START EXCERPT TO READ

In 2021, amid a pandemic, the Liberal-National government snuck in almost 1,000 changes to the Medicare Benefits Schedule. These changes will directly impact the doctors, the nurses and the healthcare workers at the Prince Charles Hospital. With only two weeks until the changes come into practice, we still don't know exactly what rebates are changing. But we do know that the changes include general surgery, cardiothoracic surgery and orthopaedic surgeries, all of which are surgeries that happen at the Prince Charles Hospital every single day. Northsiders in my electorate of Lilley now face the prospect of life-changing surgeries being cancelled at the last minute or risk being left with huge US-style medical bills that they did not expect.

Healthcare costs are spiralling for northside families. In 2013, when the Liberal-National government first came to power, it cost northsiders $27.65 to see their GP. Today it costs $39.35 to see the GP. While real wages growth has flatlined over the past eight years, the Liberal-National government have waved through a 41 per cent increase in the cost of going to see your doctor. Healthcare costs take a huge chunk out of household budgets. Not long ago, I had a constituent named Leonie write to me to say that she went to an eye specialist and had to pay $530 for the appointment and only got $97 back once the Medicare claim was processed. You shouldn't have to wait until payday to book in to see your doctor. Going to see a specialist or a GP should not be a luxury; it should be a basic human right. The only card you should have to pull out at the doctor's office is your Medicare card. It's what generations of people have fought for, to have this as standard practice for Australians today. I will fight to protect Medicare because we know what happens when the health and the safety of Australians is privatised. Just look at our private aged-care system that is in absolute crisis right now.

I also want to use this opportunity, while we're talking about the role of midwives, to talk about stillbirth being a significant mental health issue that does not get the attention and dedicated public policy that it deserves. Every day, six Australian babies are stillborn. This number has remained unchanged since records were first kept, around 20 years ago, while the rate of stillbirth in other countries has dramatically dropped. It is long past time we break the silence and make stillbirth a national health priority. As Senator Keneally explained in the other place, collectively, as a country, we have considered stillbirth too sad to talk about; we have viewed it as a private tragedy rather than a public health problem.

END EXCERPT TO READ

*AIM OF THE TASK*
Decide whether each statement agrees with the speech excerpt, answering yes or no and quoting the words that settle it. (a) Almost 1,000 changes were made to the Medicare Benefits Schedule in 2021. (b) In 2013 it cost northsiders $39.35 to see their GP. (c) The number of Australian babies stillborn each day has fallen since records were first kept. Rely only on the speech excerpt.

START RECORDED DATA

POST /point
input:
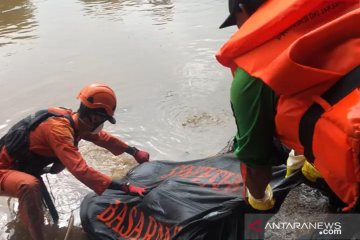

END RECORDED DATA

*TASK OUTPUT*
(a) Yes: "In 2021, amid a pandemic, the Liberal-National government snuck in almost 1,000 changes to the Medicare Benefits Schedule."
(b) No: "In 2013, when the Liberal-National government first came to power, it cost northsiders $27.65 to see their GP."
(c) No: "This number has remained unchanged since records were first kept"